(Dataset records)

--- begin ---

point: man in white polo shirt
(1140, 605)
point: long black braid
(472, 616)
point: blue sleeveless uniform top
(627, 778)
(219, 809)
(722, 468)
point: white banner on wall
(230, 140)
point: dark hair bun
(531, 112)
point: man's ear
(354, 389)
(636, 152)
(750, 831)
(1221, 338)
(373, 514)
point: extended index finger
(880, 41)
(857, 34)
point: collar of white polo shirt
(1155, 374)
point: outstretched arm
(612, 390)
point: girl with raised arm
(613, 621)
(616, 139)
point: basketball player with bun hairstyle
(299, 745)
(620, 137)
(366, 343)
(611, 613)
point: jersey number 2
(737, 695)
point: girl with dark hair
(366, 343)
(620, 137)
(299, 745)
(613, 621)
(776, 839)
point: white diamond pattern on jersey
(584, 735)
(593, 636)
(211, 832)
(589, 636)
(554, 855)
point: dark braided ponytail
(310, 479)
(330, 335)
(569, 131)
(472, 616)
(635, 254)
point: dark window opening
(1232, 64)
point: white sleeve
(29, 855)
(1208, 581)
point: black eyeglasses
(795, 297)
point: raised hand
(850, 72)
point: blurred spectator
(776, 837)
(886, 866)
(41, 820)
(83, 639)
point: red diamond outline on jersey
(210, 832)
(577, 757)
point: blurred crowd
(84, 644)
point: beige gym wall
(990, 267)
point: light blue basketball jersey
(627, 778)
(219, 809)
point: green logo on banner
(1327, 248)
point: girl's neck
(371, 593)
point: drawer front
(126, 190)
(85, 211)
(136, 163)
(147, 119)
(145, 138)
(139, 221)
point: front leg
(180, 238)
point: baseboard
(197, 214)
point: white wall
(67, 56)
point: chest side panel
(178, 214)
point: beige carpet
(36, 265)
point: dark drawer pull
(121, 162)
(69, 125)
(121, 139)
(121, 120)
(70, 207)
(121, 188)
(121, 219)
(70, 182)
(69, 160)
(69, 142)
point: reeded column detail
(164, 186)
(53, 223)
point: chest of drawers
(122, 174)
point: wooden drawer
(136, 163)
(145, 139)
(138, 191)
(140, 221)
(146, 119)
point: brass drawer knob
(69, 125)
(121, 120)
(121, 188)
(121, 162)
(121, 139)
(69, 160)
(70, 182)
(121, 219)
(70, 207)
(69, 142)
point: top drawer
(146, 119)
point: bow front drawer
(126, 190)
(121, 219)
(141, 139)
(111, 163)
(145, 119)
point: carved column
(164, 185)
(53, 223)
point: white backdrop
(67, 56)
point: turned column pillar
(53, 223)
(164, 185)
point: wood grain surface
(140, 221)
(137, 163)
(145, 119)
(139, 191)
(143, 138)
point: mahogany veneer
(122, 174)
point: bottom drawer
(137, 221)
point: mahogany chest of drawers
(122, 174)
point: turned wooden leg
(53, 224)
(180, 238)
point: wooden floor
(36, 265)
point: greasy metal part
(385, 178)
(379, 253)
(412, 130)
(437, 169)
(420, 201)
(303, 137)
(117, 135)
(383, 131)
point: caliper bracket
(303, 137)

--- end ---

■ Task objective ■
Render the rows from the line containing "point: bottom drawer" through the end of the rows, inclusive, as a numbered list without blank lines.

■ Answer in full ■
1. point: bottom drawer
2. (137, 221)
3. point: mahogany chest of drawers
4. (122, 174)
5. point: turned wooden leg
6. (53, 224)
7. (180, 238)
8. point: wooden floor
9. (36, 265)
10. point: greasy metal part
11. (385, 178)
12. (379, 253)
13. (412, 130)
14. (437, 169)
15. (420, 201)
16. (303, 137)
17. (117, 135)
18. (383, 131)
19. point: caliper bracket
20. (303, 137)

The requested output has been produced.